- **SHORT TASK**
Put every line of the entries below into a Markdown table with the columns Row and Line. Number each row and leave out any blank lines.

(Labeled-object pointing entries)

•••

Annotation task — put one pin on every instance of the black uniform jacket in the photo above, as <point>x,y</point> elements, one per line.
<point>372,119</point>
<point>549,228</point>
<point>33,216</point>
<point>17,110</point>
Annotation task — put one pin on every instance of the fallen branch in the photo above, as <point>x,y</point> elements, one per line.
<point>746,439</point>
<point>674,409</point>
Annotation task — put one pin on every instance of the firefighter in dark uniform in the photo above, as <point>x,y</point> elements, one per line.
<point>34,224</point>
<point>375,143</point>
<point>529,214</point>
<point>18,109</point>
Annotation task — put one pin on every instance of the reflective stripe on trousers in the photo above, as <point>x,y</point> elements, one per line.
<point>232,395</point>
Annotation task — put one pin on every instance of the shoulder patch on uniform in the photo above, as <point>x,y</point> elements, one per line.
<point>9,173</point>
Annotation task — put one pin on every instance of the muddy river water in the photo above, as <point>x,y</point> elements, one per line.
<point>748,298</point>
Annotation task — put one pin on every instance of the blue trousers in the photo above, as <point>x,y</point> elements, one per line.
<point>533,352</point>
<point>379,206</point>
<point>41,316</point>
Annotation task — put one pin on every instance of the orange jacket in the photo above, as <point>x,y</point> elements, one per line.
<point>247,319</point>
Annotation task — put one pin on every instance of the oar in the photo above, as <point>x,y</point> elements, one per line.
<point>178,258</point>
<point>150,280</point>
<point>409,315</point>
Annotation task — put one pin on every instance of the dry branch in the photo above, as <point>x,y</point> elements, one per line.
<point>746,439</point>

•••

- **ANSWER FOR THE TASK**
| Row | Line |
|---|---|
| 1 | Annotation task — put one pin on every instance of the black uniform jacket in the photo above, as <point>x,y</point> elements, one per line. |
| 2 | <point>372,119</point> |
| 3 | <point>549,228</point> |
| 4 | <point>33,216</point> |
| 5 | <point>17,110</point> |
| 6 | Annotation task — put one pin on every instance of the fallen branch in the photo above, as <point>x,y</point> elements, one per line. |
| 7 | <point>746,439</point> |
| 8 | <point>674,409</point> |
| 9 | Annotation task — put one pin on every instance of the firefighter in dark uniform in the photo above, as <point>x,y</point> elements, one per line. |
| 10 | <point>34,224</point> |
| 11 | <point>375,143</point> |
| 12 | <point>529,214</point> |
| 13 | <point>18,109</point> |
| 14 | Annotation task — put one pin on every instance of the reflective stripe on trousers in the photo above, as <point>x,y</point> elements, one per line. |
| 15 | <point>232,395</point> |
| 16 | Annotation task — put one pin on every instance of the shoulder patch on uniform in the photo above, as <point>x,y</point> elements, one per line. |
| 17 | <point>9,173</point> |
| 18 | Annotation task — put one pin on every instance of the muddy river water in the photo above, as <point>x,y</point> elements, one per line. |
| 19 | <point>748,298</point> |
| 20 | Annotation task — put one pin on every instance of the blue trousers in the photo above, as <point>x,y</point> elements, one per line. |
| 21 | <point>533,352</point> |
| 22 | <point>379,206</point> |
| 23 | <point>41,316</point> |
| 24 | Annotation task — put one pin on every instance of the orange jacket in the photo above, as <point>x,y</point> elements, one per line. |
| 25 | <point>247,319</point> |
| 26 | Annotation task — put one pin on every instance of the oar in the photo above, as <point>x,y</point> elements, one per line. |
| 27 | <point>178,258</point> |
| 28 | <point>150,280</point> |
| 29 | <point>409,315</point> |
| 30 | Annotation task — put one pin on every instance of the dry branch in the photo above, as <point>x,y</point> elements, one per line. |
| 31 | <point>746,439</point> |